Duplicate all of the following items line for line, without any alteration.
----- Material for this exercise -----
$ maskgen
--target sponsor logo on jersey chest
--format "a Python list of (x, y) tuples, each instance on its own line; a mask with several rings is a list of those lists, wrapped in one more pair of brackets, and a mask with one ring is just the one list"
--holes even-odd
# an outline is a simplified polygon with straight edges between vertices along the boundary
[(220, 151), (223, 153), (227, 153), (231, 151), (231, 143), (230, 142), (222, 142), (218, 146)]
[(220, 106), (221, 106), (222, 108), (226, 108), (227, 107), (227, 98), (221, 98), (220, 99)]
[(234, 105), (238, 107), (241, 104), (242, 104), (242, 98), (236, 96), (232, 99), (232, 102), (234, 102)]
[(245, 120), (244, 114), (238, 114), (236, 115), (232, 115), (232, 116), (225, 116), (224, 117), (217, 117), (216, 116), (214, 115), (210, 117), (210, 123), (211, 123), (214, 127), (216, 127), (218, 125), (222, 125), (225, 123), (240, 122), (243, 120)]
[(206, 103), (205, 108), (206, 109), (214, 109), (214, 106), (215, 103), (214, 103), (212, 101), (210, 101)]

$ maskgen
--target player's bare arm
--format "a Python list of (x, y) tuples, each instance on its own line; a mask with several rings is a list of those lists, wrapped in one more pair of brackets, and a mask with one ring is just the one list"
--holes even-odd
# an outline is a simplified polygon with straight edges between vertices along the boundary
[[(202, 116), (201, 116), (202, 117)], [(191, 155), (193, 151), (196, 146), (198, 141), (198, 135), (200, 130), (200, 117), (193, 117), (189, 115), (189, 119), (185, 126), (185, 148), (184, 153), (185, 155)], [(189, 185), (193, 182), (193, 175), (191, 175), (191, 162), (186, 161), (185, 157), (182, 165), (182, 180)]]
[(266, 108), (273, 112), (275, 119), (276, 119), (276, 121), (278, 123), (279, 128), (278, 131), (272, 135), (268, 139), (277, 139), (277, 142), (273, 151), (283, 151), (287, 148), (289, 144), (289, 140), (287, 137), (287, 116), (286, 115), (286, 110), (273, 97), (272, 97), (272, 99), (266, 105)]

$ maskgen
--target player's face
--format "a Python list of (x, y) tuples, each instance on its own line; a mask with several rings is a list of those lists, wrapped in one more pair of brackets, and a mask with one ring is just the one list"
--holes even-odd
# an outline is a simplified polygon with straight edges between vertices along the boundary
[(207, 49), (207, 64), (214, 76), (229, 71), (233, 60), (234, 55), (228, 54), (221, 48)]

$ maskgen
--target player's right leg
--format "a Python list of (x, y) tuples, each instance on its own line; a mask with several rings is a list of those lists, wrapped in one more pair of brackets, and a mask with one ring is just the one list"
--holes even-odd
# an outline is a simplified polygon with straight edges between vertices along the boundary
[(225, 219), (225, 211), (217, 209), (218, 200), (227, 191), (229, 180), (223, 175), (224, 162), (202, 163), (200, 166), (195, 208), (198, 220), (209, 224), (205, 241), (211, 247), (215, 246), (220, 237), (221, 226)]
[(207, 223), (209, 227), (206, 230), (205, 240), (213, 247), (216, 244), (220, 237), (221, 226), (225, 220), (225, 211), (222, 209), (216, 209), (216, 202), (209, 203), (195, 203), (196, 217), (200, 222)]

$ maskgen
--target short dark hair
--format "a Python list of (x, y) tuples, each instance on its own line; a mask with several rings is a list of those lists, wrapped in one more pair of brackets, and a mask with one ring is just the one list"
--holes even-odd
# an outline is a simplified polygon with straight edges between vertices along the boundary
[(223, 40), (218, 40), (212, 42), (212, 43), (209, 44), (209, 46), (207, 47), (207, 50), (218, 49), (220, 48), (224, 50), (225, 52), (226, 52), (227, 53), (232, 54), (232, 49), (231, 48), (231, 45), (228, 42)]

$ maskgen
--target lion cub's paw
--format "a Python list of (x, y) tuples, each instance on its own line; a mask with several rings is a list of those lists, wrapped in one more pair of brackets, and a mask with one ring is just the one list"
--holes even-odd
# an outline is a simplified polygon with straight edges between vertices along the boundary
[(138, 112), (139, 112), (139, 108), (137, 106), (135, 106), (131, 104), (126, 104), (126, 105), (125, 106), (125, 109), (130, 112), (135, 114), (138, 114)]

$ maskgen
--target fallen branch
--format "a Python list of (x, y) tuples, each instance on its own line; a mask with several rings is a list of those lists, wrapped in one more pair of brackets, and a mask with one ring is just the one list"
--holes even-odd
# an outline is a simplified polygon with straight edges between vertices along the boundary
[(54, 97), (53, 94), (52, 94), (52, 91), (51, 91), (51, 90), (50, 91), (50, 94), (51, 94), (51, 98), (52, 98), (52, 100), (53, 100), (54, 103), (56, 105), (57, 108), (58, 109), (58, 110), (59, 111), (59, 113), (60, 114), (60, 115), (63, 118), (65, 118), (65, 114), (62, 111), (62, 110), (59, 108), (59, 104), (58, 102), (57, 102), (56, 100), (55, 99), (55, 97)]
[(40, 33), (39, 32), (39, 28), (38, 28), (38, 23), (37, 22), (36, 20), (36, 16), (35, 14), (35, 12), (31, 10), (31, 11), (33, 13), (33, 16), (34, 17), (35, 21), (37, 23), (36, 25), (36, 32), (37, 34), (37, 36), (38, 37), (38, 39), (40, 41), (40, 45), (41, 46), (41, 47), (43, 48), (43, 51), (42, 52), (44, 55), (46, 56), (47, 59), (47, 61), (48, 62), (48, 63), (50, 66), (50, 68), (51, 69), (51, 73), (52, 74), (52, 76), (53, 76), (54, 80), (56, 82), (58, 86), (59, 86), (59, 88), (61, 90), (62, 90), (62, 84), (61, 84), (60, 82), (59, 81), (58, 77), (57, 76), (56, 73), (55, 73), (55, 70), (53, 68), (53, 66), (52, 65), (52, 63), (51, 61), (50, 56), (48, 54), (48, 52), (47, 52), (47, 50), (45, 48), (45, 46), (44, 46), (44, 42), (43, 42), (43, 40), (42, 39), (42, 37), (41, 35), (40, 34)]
-----
- **Problem solution**
$ maskgen
--target sponsor logo on jersey chest
--format "a Python list of (x, y) tuples, each instance on its own line; a mask with several rings is a list of those lists, wrapped in one more pair of brackets, and a mask with one ring is just the one list"
--holes even-odd
# an outline is a simplified polygon with straight edges between vertices along the boundary
[(220, 151), (223, 153), (227, 153), (231, 151), (231, 143), (230, 142), (222, 142), (218, 146)]
[(220, 106), (221, 106), (222, 108), (226, 108), (227, 107), (227, 98), (221, 98), (220, 99)]
[(234, 105), (238, 107), (241, 104), (242, 104), (242, 98), (236, 96), (232, 99), (232, 102), (234, 102)]
[(245, 120), (244, 114), (238, 114), (236, 115), (232, 115), (232, 116), (225, 116), (224, 117), (217, 117), (216, 116), (214, 115), (210, 117), (210, 123), (211, 123), (214, 127), (216, 127), (218, 125), (222, 125), (225, 123), (240, 122), (243, 120)]
[(206, 103), (205, 108), (206, 109), (214, 109), (214, 106), (215, 103), (214, 103), (212, 101), (210, 101)]

$ maskgen
--target player's bare arm
--format "a Python list of (x, y) tuples, each instance on its own line; a mask with several rings is a list of those lists, wrapped in one more pair of brackets, and a mask with one ring is just the one list"
--holes even-odd
# an outline is a simplified polygon with straight edges between vertices along the boundary
[[(202, 116), (201, 116), (202, 117)], [(191, 155), (193, 151), (196, 146), (198, 141), (198, 135), (200, 130), (200, 117), (193, 117), (189, 115), (189, 119), (185, 126), (185, 148), (184, 153), (185, 155)], [(189, 185), (193, 182), (193, 175), (191, 175), (191, 162), (186, 161), (185, 157), (182, 165), (182, 180)]]
[(266, 108), (273, 112), (275, 119), (276, 119), (276, 121), (278, 123), (279, 128), (278, 131), (272, 135), (268, 139), (277, 139), (277, 142), (273, 151), (283, 151), (287, 148), (289, 144), (289, 140), (287, 137), (287, 116), (286, 115), (286, 110), (273, 97), (272, 97), (272, 99), (266, 105)]

$ maskgen
--target player's face
--format "a Python list of (x, y) tuples, each instance on its own line; a mask with several rings is a list of those lists, wrapped in one more pair of brackets, and a mask with one ring is just the one list"
--holes even-odd
# an outline is a simplified polygon with straight edges between vertices along the boundary
[(207, 49), (207, 64), (214, 76), (229, 71), (233, 60), (234, 55), (228, 54), (221, 48)]

$ maskgen
--target player's right leg
--format "a Python list of (x, y) tuples, each instance on its own line; a mask with several rings is a list of those lists, wrapped in one more pair of brackets, and a mask with one ring is just the one list"
--holes even-odd
# an outline is a simplified polygon with straight edges between vertices along the boundary
[(225, 219), (225, 211), (217, 209), (218, 200), (227, 191), (229, 180), (223, 175), (224, 162), (202, 163), (200, 166), (195, 208), (198, 220), (209, 224), (205, 241), (211, 247), (215, 246), (220, 237), (221, 226)]
[(207, 223), (209, 227), (206, 230), (205, 240), (213, 247), (216, 244), (220, 237), (221, 226), (225, 220), (225, 211), (222, 209), (216, 209), (216, 202), (209, 203), (195, 203), (196, 217), (200, 222)]

$ maskgen
--target short dark hair
--format "a Python list of (x, y) tuples, each instance on its own line; a mask with several rings is a list of those lists, wrapped in one more pair of brackets, and a mask with one ring is just the one list"
--holes even-odd
# an outline is a simplified polygon with straight edges between vertices along the boundary
[(223, 40), (218, 40), (212, 42), (212, 43), (209, 44), (209, 46), (207, 47), (207, 50), (218, 49), (220, 48), (224, 50), (225, 52), (226, 52), (227, 53), (232, 54), (232, 49), (231, 48), (231, 45), (228, 42)]

$ maskgen
--target lion cub's paw
--format "a Python list of (x, y) tuples, each instance on its own line; a mask with several rings is a list of those lists, wrapped in one more pair of brackets, and a mask with one ring is just the one list"
--holes even-odd
# an outline is a simplified polygon with straight edges between vertices along the boundary
[(138, 112), (139, 112), (139, 108), (137, 106), (135, 106), (131, 104), (126, 104), (126, 105), (125, 106), (125, 109), (130, 112), (135, 114), (138, 114)]

$ maskgen
--target fallen branch
--format "a Python list of (x, y) tuples, each instance on its own line; a mask with several rings is a list of those lists, wrapped in one more pair of brackets, and a mask with one ring is just the one list"
--holes even-odd
# an outline is a simplified polygon with straight edges between vertices along the boundary
[(54, 97), (53, 94), (52, 94), (52, 91), (51, 91), (51, 90), (50, 91), (50, 94), (51, 94), (51, 98), (52, 98), (52, 100), (53, 100), (54, 103), (56, 105), (57, 108), (58, 109), (58, 110), (59, 111), (59, 113), (60, 114), (60, 115), (63, 118), (65, 118), (65, 114), (62, 111), (62, 110), (59, 108), (59, 104), (58, 102), (57, 102), (56, 100), (55, 99), (55, 97)]
[(40, 33), (39, 32), (39, 28), (38, 28), (38, 23), (37, 22), (36, 20), (36, 16), (35, 14), (35, 12), (31, 10), (31, 11), (33, 13), (33, 16), (34, 17), (35, 21), (37, 23), (36, 25), (36, 32), (37, 34), (37, 36), (38, 37), (38, 39), (40, 41), (40, 45), (41, 46), (41, 47), (43, 48), (43, 51), (42, 52), (44, 55), (46, 56), (47, 59), (47, 61), (48, 62), (48, 63), (50, 66), (50, 68), (51, 69), (51, 73), (52, 74), (52, 76), (53, 76), (54, 80), (56, 82), (58, 86), (59, 86), (59, 88), (61, 90), (62, 90), (62, 84), (61, 84), (60, 82), (59, 81), (58, 77), (57, 76), (56, 73), (55, 73), (55, 70), (53, 68), (53, 66), (52, 65), (52, 63), (51, 61), (50, 56), (48, 54), (48, 52), (47, 52), (47, 50), (45, 48), (45, 46), (44, 46), (44, 42), (43, 42), (43, 40), (42, 39), (42, 37), (41, 35), (40, 34)]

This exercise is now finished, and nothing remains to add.